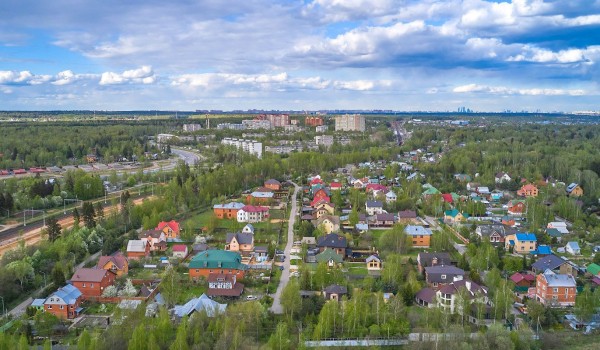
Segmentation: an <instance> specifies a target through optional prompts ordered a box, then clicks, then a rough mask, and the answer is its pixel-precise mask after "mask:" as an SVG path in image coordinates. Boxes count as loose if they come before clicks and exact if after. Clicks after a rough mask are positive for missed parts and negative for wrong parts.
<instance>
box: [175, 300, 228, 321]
mask: <svg viewBox="0 0 600 350" xmlns="http://www.w3.org/2000/svg"><path fill="white" fill-rule="evenodd" d="M226 308H227V304H219V303H217V302H216V301H214V300H212V299H211V298H209V297H208V296H207V295H206V294H202V295H201V296H200V297H199V298H193V299H191V300H190V301H188V302H187V303H185V304H184V305H175V307H174V308H173V314H174V315H175V316H177V317H178V318H183V317H185V316H190V315H191V314H192V313H194V312H201V311H202V312H205V313H206V315H207V316H208V317H215V316H216V315H219V314H222V313H224V312H225V309H226Z"/></svg>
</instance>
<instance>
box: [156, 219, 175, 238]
mask: <svg viewBox="0 0 600 350" xmlns="http://www.w3.org/2000/svg"><path fill="white" fill-rule="evenodd" d="M155 230H159V231H162V232H164V234H165V236H166V237H167V239H174V238H179V235H180V234H181V228H180V227H179V223H178V222H177V221H175V220H171V221H161V222H159V223H158V226H156V229H155Z"/></svg>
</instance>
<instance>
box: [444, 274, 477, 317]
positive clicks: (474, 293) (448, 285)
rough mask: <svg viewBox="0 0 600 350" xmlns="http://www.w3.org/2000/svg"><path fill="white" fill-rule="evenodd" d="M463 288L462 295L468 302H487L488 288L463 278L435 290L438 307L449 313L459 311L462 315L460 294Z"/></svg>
mask: <svg viewBox="0 0 600 350" xmlns="http://www.w3.org/2000/svg"><path fill="white" fill-rule="evenodd" d="M463 290H464V293H463V295H465V296H466V297H467V298H468V299H469V303H473V302H475V301H479V302H481V303H483V304H488V303H489V300H488V289H487V288H486V287H484V286H480V285H479V284H477V283H475V282H473V281H470V280H467V279H463V280H459V281H456V282H452V283H449V284H447V285H445V286H443V287H441V288H440V289H439V290H438V291H437V292H436V297H437V300H438V307H441V308H442V309H443V310H445V311H448V312H450V313H459V314H461V315H462V314H463V311H464V310H462V309H461V305H460V304H461V301H460V298H461V295H460V294H461V291H463ZM467 313H468V312H467Z"/></svg>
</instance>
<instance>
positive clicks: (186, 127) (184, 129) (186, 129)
....
- TASK:
Type out the data above again exactly as written, minus the images.

- EXPECTED ANSWER:
Segmentation: an <instance> specifies a target through optional prompts ordered a box, then clicks, then a rough mask, and the answer is its pixel-precise mask after "mask:" as an SVG path in image coordinates. Boxes count as loose if they come before clicks and exact if after. Clicks after a rough mask are positive for missed parts and negative for wrong parts.
<instance>
box: [175, 300, 228, 321]
mask: <svg viewBox="0 0 600 350" xmlns="http://www.w3.org/2000/svg"><path fill="white" fill-rule="evenodd" d="M226 308H227V304H219V303H217V302H216V301H214V300H212V299H211V298H209V297H208V296H207V295H206V294H202V295H201V296H200V297H199V298H193V299H191V300H190V301H188V302H187V303H185V304H184V305H175V307H174V308H173V314H174V315H175V316H177V317H178V318H183V317H185V316H190V315H191V314H192V313H194V312H201V311H202V312H205V313H206V315H207V316H208V317H215V316H216V315H219V314H222V313H224V312H225V309H226Z"/></svg>
</instance>
<instance>
box: [156, 219, 175, 238]
mask: <svg viewBox="0 0 600 350" xmlns="http://www.w3.org/2000/svg"><path fill="white" fill-rule="evenodd" d="M155 230H159V231H162V232H164V234H165V236H166V237H167V239H174V238H179V235H180V234H181V228H180V227H179V223H178V222H177V221H175V220H171V221H161V222H159V223H158V226H156V229H155Z"/></svg>
</instance>
<instance>
box: [444, 274, 477, 317]
positive clicks: (474, 293) (448, 285)
rough mask: <svg viewBox="0 0 600 350" xmlns="http://www.w3.org/2000/svg"><path fill="white" fill-rule="evenodd" d="M463 288L462 295L468 302H487L488 288L463 278L435 290L438 307L449 313L459 311L462 315L460 294Z"/></svg>
mask: <svg viewBox="0 0 600 350" xmlns="http://www.w3.org/2000/svg"><path fill="white" fill-rule="evenodd" d="M463 290H464V293H463V295H465V296H466V297H467V298H468V299H469V303H473V302H475V301H479V302H481V303H483V304H488V303H489V300H488V289H487V288H486V287H484V286H480V285H479V284H477V283H475V282H473V281H470V280H467V279H463V280H459V281H456V282H452V283H449V284H447V285H445V286H443V287H441V288H440V289H439V290H438V291H437V292H436V297H437V300H438V307H441V308H442V309H443V310H445V311H448V312H450V313H459V314H461V315H462V314H463V311H464V310H462V309H461V305H460V304H461V301H460V298H461V295H460V294H461V291H463ZM467 313H468V312H467Z"/></svg>
</instance>
<instance>
positive clicks: (186, 127) (184, 129) (186, 129)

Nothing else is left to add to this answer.